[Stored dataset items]
..........

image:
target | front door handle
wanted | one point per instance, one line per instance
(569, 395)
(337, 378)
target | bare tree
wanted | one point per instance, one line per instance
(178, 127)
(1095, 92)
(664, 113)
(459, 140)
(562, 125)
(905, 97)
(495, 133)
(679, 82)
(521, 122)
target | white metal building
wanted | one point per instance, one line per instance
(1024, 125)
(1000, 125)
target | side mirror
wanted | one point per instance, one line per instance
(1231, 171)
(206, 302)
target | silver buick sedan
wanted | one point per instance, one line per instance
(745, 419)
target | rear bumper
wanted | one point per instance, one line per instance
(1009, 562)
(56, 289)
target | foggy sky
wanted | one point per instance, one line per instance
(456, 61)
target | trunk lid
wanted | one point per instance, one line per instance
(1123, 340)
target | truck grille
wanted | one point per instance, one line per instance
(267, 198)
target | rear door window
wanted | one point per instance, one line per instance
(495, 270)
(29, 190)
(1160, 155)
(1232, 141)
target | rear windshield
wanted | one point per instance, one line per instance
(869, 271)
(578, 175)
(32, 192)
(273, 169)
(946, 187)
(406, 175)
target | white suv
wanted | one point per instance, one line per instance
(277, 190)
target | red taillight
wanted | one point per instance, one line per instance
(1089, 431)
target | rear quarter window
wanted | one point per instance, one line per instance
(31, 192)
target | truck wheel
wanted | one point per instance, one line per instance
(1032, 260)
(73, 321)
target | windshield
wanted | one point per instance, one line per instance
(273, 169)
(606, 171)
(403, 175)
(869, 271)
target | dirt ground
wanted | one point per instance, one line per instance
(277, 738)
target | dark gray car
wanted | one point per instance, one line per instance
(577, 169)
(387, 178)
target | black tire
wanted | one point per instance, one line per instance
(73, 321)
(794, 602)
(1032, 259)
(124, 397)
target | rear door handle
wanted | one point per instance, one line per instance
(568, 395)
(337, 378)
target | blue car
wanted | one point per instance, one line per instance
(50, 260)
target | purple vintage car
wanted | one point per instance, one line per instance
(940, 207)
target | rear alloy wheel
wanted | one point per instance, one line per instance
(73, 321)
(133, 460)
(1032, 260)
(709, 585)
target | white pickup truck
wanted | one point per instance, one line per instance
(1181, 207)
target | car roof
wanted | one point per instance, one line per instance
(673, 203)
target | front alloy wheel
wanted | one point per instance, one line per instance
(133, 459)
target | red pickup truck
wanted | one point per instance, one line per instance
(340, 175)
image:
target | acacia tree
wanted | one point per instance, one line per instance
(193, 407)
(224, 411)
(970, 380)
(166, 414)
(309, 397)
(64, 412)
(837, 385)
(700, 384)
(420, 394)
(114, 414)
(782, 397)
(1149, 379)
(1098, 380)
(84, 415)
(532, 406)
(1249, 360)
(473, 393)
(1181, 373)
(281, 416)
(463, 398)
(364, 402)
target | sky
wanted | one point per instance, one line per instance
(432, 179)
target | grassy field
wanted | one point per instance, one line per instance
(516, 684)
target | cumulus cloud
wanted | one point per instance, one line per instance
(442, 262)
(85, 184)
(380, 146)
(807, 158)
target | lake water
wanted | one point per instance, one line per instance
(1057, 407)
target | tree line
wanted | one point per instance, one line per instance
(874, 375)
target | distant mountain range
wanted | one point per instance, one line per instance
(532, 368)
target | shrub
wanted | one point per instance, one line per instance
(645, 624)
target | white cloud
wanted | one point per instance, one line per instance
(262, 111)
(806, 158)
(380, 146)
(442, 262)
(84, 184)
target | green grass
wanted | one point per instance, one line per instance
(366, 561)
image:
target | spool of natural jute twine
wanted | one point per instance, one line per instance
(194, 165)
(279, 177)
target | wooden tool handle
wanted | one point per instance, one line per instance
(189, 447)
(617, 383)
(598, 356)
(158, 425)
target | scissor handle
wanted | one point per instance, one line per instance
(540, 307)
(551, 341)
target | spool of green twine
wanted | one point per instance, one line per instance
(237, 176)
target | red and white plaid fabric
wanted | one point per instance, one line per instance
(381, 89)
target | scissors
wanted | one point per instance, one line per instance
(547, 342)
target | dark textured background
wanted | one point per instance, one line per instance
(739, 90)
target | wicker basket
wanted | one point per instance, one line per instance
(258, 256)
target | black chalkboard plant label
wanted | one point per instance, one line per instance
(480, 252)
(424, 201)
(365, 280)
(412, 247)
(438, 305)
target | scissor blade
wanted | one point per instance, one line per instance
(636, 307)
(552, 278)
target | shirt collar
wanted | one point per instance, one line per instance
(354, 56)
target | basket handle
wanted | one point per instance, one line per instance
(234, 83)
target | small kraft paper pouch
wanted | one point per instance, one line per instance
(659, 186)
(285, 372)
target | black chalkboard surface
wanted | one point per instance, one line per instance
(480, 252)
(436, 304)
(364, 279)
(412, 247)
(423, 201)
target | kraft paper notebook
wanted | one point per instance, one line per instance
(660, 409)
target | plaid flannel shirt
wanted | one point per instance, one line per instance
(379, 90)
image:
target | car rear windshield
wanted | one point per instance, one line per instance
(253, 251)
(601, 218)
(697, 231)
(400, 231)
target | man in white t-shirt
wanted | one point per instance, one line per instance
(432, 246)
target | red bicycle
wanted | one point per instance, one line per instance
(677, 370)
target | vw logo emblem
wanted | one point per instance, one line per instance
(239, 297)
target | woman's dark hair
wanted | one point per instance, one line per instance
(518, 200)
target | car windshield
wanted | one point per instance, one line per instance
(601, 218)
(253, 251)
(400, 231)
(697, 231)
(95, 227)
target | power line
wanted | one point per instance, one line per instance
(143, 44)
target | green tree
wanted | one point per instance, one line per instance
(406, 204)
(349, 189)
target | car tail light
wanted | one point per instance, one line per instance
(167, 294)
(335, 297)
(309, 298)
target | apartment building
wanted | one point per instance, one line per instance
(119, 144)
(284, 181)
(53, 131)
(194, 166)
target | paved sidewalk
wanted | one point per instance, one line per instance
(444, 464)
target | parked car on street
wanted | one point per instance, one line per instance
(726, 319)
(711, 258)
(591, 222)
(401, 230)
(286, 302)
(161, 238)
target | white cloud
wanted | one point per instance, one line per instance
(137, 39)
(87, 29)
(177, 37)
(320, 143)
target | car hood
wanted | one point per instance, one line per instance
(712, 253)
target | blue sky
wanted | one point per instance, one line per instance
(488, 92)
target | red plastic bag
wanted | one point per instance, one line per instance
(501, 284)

..........

_TASK TO COMPLETE:_
Tally, in the data above, the lines where the word "green" occurs, and give the figure alone.

_EXERCISE RESPONSE:_
3